What to work on => Convert everything from the line containing "Target: polar bear's ear" down to the end of the material into a JSON list of strings, one string per line, with blank lines omitted and pictures left out.
=-=-=-=-=
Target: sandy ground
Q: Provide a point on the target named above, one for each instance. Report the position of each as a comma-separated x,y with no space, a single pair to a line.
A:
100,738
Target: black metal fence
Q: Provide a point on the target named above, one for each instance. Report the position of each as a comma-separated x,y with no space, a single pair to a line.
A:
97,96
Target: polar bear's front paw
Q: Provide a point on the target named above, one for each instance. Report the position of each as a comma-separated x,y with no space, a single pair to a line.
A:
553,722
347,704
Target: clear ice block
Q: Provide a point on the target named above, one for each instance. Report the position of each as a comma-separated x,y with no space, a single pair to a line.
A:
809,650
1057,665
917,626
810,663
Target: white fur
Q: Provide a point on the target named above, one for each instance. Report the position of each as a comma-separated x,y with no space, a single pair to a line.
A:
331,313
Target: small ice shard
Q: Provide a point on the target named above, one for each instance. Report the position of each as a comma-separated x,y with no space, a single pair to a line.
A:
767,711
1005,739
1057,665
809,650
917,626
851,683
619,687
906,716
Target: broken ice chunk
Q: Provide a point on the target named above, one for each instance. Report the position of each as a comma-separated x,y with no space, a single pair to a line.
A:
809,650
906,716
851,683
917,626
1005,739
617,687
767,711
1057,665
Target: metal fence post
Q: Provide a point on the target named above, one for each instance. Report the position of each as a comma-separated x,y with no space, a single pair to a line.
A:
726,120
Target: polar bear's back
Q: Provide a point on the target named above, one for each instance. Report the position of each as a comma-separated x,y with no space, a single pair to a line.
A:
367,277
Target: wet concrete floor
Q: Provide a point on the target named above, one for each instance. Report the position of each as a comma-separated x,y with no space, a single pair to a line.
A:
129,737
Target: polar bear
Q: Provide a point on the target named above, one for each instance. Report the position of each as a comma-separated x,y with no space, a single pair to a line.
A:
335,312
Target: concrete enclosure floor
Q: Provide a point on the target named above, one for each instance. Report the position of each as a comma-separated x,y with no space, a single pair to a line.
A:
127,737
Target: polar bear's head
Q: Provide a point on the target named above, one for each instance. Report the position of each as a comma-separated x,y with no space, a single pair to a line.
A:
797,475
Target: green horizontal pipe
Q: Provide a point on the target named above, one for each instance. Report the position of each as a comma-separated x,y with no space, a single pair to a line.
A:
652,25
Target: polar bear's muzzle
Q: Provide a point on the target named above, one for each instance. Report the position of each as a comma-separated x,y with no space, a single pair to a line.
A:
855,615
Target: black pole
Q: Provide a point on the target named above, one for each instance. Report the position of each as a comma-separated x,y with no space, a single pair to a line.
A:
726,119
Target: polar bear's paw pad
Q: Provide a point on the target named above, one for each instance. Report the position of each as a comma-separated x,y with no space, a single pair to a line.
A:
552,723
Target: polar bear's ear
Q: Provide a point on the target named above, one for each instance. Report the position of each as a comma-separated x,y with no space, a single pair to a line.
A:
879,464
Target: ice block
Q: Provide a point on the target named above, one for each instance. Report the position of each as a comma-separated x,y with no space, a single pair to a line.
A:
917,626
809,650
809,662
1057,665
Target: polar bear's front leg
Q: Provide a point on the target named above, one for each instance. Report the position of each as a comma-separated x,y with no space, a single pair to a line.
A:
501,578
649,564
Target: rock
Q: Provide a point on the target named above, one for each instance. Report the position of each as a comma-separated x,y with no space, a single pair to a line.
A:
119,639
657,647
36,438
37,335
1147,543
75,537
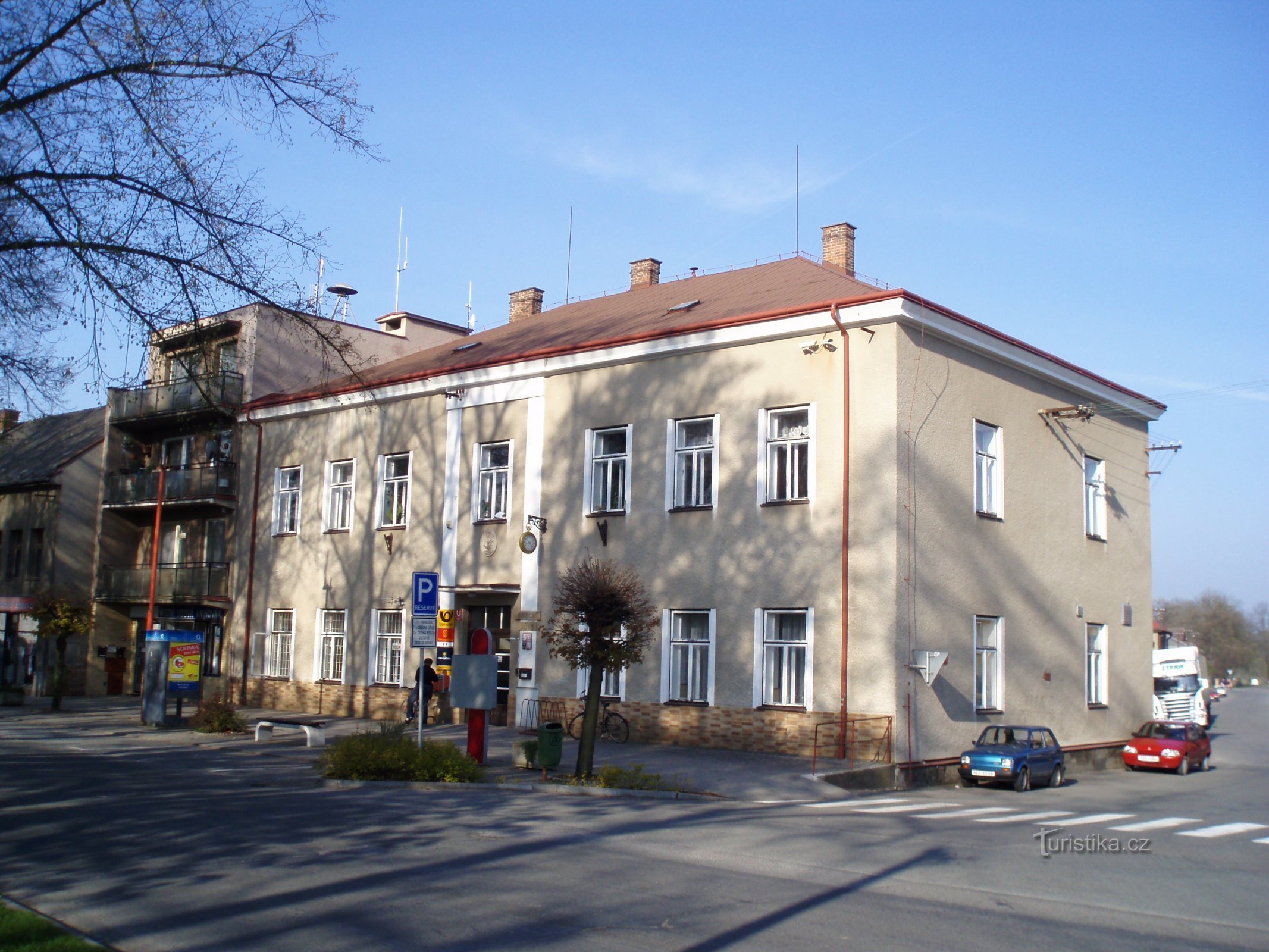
=-=-=-=-=
Exercise answer =>
[
  "Target: polar bear's ear",
  "Q: Provide a point on the target named above, one for each instance. Report the position of each as a comma-separated x,y with no space, a single pair to a line.",
  "A:",
  "879,464",
  "Target: ice block",
  "Q: Provide a point on the target named above, one for each instance. Report the position of each as a comma-separated x,y with no space, a single pair to a line.",
  "A:",
  "917,626",
  "809,650",
  "809,662",
  "1057,665",
  "Target: polar bear's front leg",
  "Q: Provide a point on the target named above, one for each instance. Report the position of each as a comma-separated x,y with no space, a single pair to a line.",
  "A:",
  "501,578",
  "649,564",
  "Target: rock",
  "Q: Provide a point on the target named above, one for each instance. Report the position of each as a comma-separated x,y with no space, a single pair to a line.",
  "A:",
  "119,639",
  "657,647",
  "36,438",
  "37,335",
  "1147,543",
  "75,537"
]